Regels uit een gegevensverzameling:
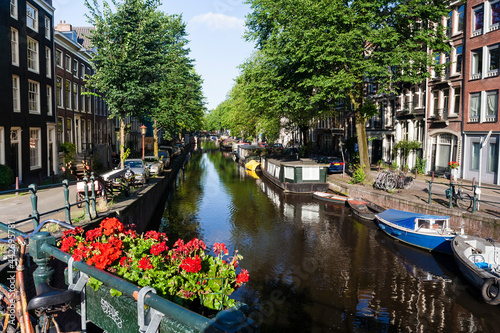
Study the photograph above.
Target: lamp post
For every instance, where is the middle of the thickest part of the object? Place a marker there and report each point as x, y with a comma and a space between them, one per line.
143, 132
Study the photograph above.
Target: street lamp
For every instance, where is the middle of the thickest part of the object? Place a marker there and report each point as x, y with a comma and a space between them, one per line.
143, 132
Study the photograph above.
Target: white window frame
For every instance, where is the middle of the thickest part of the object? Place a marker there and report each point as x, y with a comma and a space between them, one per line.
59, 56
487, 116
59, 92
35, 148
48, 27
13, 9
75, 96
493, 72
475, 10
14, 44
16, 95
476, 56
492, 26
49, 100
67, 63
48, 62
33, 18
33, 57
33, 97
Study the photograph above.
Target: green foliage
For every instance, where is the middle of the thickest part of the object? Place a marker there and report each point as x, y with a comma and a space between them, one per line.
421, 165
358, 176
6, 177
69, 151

---

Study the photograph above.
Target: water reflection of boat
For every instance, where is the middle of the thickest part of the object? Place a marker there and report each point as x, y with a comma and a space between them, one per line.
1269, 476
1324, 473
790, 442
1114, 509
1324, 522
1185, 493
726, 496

# [VEREISTEN]
Verzamel uit de regels hierboven elke regel waarin de tekenreeks "lamp" voorkomt en schrijf die regels ongewijzigd over. Hoofdletters en kleine letters tellen mee.

# [JUIST ANTWOORD]
Target: lamp post
Target: street lamp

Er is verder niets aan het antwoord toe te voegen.